Supplied data

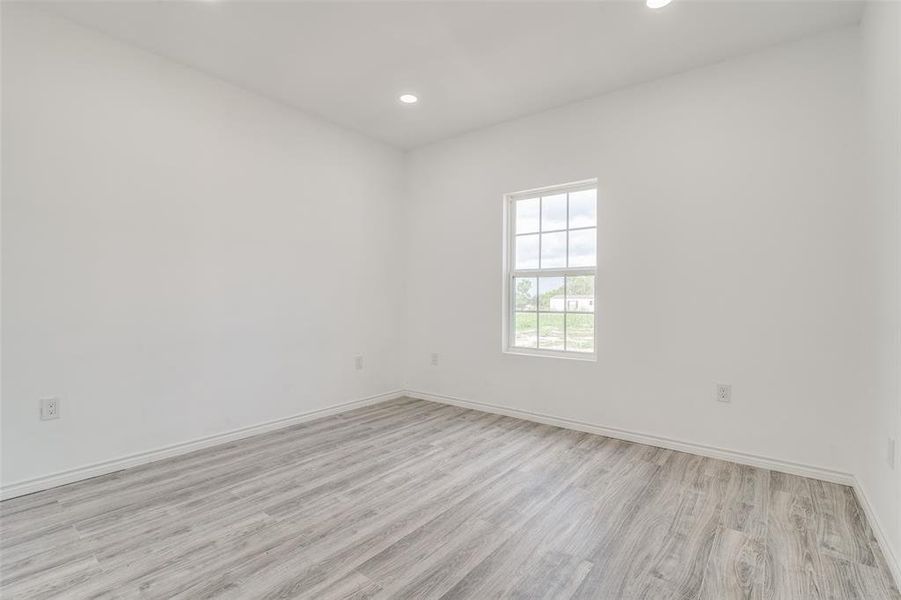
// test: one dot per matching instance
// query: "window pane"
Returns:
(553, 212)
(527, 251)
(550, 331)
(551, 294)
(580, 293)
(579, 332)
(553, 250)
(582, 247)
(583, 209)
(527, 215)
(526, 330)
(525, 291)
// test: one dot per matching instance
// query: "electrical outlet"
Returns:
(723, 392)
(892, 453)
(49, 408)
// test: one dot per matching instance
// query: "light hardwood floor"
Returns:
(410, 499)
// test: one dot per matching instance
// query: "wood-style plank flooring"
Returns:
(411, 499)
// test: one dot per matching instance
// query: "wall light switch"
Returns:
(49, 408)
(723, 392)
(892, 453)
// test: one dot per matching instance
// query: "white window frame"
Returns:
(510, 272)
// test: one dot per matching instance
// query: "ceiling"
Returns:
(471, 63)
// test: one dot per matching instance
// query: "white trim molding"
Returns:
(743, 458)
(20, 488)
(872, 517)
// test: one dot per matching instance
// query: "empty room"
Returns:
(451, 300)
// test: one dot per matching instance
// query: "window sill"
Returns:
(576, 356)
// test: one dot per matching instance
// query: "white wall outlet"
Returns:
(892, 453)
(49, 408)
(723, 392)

--

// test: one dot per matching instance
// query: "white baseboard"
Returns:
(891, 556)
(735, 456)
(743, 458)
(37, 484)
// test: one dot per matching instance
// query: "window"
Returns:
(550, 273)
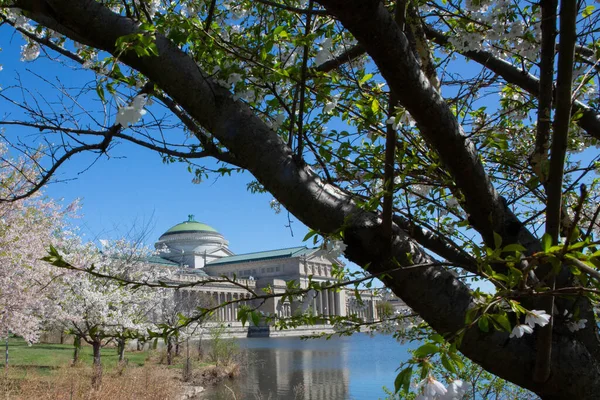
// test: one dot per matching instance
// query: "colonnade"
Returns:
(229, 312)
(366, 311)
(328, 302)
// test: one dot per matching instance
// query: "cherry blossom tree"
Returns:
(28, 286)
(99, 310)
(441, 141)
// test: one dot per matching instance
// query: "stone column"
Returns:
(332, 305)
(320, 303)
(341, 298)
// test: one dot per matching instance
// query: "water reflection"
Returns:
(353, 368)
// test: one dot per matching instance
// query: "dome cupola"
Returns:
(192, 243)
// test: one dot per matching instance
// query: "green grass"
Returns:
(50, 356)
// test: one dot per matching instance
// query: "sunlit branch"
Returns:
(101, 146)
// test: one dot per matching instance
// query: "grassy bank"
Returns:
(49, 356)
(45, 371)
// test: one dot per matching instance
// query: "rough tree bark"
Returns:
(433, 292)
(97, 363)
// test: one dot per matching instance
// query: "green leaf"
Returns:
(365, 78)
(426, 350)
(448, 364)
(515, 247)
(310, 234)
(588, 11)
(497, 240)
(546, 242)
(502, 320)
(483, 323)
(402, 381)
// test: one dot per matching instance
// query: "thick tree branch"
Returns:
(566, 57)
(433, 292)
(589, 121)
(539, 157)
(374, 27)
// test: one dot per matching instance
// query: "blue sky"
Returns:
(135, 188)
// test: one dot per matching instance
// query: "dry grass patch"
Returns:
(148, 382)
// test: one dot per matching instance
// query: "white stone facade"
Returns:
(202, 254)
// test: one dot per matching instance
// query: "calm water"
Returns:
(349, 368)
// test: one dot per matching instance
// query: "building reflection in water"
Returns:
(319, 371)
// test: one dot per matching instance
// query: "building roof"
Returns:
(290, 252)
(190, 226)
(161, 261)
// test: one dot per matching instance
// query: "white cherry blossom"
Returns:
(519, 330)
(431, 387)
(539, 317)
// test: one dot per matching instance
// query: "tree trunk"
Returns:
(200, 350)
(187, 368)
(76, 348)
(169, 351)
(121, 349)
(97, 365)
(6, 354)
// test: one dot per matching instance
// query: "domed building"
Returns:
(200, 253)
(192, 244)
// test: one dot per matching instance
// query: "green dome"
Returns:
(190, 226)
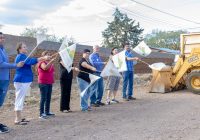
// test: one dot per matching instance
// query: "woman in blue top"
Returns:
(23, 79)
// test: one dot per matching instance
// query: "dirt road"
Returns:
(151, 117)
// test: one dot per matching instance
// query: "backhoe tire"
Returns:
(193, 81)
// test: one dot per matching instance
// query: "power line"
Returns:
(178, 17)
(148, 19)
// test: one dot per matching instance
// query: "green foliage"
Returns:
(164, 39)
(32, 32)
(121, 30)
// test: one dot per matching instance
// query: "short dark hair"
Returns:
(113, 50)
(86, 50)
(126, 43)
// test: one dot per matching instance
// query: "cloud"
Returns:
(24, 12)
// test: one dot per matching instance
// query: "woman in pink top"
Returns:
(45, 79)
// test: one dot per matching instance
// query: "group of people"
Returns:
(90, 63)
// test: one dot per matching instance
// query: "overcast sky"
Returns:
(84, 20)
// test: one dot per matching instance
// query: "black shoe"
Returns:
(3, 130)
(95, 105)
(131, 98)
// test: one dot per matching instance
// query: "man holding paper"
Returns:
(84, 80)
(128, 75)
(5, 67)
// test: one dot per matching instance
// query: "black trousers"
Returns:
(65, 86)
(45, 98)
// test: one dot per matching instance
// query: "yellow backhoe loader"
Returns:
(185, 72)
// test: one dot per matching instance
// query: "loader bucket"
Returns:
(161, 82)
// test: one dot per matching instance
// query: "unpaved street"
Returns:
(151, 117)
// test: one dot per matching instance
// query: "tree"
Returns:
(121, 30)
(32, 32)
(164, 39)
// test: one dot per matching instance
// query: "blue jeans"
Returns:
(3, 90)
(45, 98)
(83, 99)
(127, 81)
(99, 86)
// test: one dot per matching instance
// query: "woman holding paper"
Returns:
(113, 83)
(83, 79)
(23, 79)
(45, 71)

Assignment
Look through the data above. Find each line with the string "stone" and copy it.

Task output
// query: "stone column"
// query: "white stone facade"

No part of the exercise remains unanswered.